Société
61 ans après son assassinat, Patrice-Emery Lumumba a droit à des obsèques et un deuil national. Les cérémonies funèbres sont voulues grandioses. Sûrement à défaut d’une émotion nationale qui n’aurait pas manqué d’être, si son inhumation n’avait pas attendu autant de temps.
Depuis, beaucoup d’eaux ont coulé sous le pont. L’histoire retiendra que deux mausolées lui ont été construits. L’un à Kinshasa, la bouillante capitale congolaise où la mort de ce héros fut en partie décidée. L’autre à Shilatembo, une petite brousse située à 55 kilomètres de Lubumbashi. C’est là que le tout Premier ministre congolais connut une mort atroce. Et si cela était le symbole d’une nation qui ne sait se réunir, ni autour de ses vivants ni autour de ses morts ?
La légende raconte qu’un dirigeant katangais avait dit un jour à Lumumba, ”tu ne mettrais jamais les pieds au Katanga, à moins que tu ne sois mort”. Si cela est vrai, cette menace se serait réalisée deux fois. Une première fois quand il fut ramené pratiquement moribond à bord d’un avion. Et où une soldatesque ivre et droguée s’était acharnée sur lui et ses deux compagnons d’infortune. Cross de fusil, coups de pied et de poings, ceinture, tout était bon pour ces soldats à la solde du colonel Mobutu. Ainsi, ils pouvaient amocher davantage ces trois hommes qui étaient à leur merci à 10 000 pieds d’altitude.
Et une mort atroce
À leur descente d’avion, ce n’était plus que des morts-vivants. Ils seront achevés par des salves tirées par des gendarmes katangais, sous commandement d’officiers belges. C’est d’ailleurs un sergent du royaume, qui se vantera plusieurs années plus tard, d’avoir participé à la sale besogne. Il s’était permis d’emporter une ou deux dents, en guise de trophée arraché sur ”un sale nègre”. Il dira, plus tard, avoir rendu service ”au monde libre” en éliminant ”un dangereux énergumène”. Jusqu’ici, il est le seul à avoir dit sa part de vérité. D’autres versions sont toujours attendues. La deuxième fois que Lumumba a touché le sol katangais, c’est dans un cercueil. Ainsi la boucle aura été bouclée.
※
= Consigne 1 =
Répondez à ces questions d'après l'article sur Lumumba :
(a) Combien d'années après son assassinat Lumumba a-t-il droit à des obsèques ?
(b) À combien de kilomètres de Lubumbashi se situe Shilatembo ?
(c) À quelle altitude les trois hommes étaient-ils à la merci des soldats ?
= Consigne 2 =
Dressez la liste complète des noms de lieux géographiques cités dans l'article sur Lumumba.
= Consigne 3 =
Prolongez l'article sur la mort de Lumumba au-delà de sa dernière phrase.

= Données fournies =
※
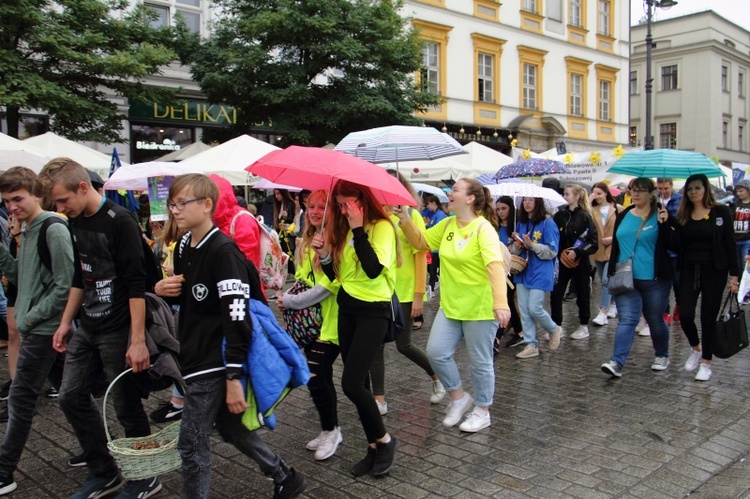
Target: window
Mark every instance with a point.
※
= Réponse 1 =
(a) 61 ans.
(b) 55 kilomètres.
(c) 10 000 pieds.

= Réponse 2 =
Kinshasa, Shilatembo, Lubumbashi, Katanga.

= Réponse 3 =
Haro sur le baudet
Il y a d’abord celui de la Belgique qui à demi-mot, reconnait être l’un des instigateurs de cet odieux assassinat. Les enquêtes lancées il y a quelques années par la famille de Lumumba, avancent à pas de tortue. Entre-temps, la RDC aura eu juste droit juste à des souverains ”regrets” de la part du roi Philippe et à des pâles excuses gouvernementales prononcées sans emphase par le Premier ministre du royaume.
Mais cela aura suffi pour déclencher une batterie de condamnations et de réprobations de la population congolaise. Celle-ci exige réparation. Si le pays tout entier crie haro sur le baudet, côté des officiels, les mots sont choisis pour ne pas jeter de l’huile sur le feu. Personne dans la cour n’ose dire quoi que ce soit, qui puisse gâcher une fois de plus, une amitié à peine retrouvée avec l’ancien colonisateur.
Les relations entre les deux pays ont souvent joué aux montagnes russes, avec des pics et des moments de basses conjonctures. Même côté jardin, il y a peu de membres de la classe politique qui se montre critique. Tout est fait comme si on marchait sur des œufs. Kinshasa ne veut pas prendre l’initiative d’une autre querelle comme il y en a eu tant entre les deux pays. Signe qui ne trompe pas, si en Belgique il y a quand même eu début de procès, en RDC, il n’y a jusque-là aucun magistrat sur le dossier Lumumba.
Enterrer la vérité
Le peuple congolais si avide de polémiques et de scandales, ne cesse de réclamer des coupables, dans la sphère politique, l’omerta semble être la règle. C’est comme si la vérité qui risque d’être découverte, pourrait amener plus de problèmes que de solutions. Vivant ou mort, Lumumba demeure un coûteau à double tranchant.
En l’enterrant à Kinshasa, c’est peut-être une part de vérité qui sera définitivement enfouie six pieds sous terre. En gardant un beau mausolée vide en sa mémoire en terre katangaise, on aura donné l’absolution à des katangais. Car ces derniers étaient désignés pendant des décennies, comme les coupables, d’un assassinat dont les conséquences se font sentir jusqu’aujourd’hui.
Désormais, ce sont les Belges qui portent le chapeau. À moins que lassés d’être traités de vulgaires assassins, ils disent la vérité, rien que la vérité et toute la vérité.
Il paraît qu’il ne faudra pas trop compter là-dessus. Les crimes d’Etat sont les secrets les mieux gardés du monde. Celui-ci ne fera certainement pas exception. On se contentera donc de visiter Lumumba dans deux mausolées, l’un à Kinshasa, l’autre à Lubumbashi.
Qui a dit que la RDC est un pays comme les autres ? ”RDC, eloko ya makasi”, aime-t-on dire au pays. Celui qui aura compris cette expression kinoise, aura déjà beaucoup appris sur le Congo de Lumumba.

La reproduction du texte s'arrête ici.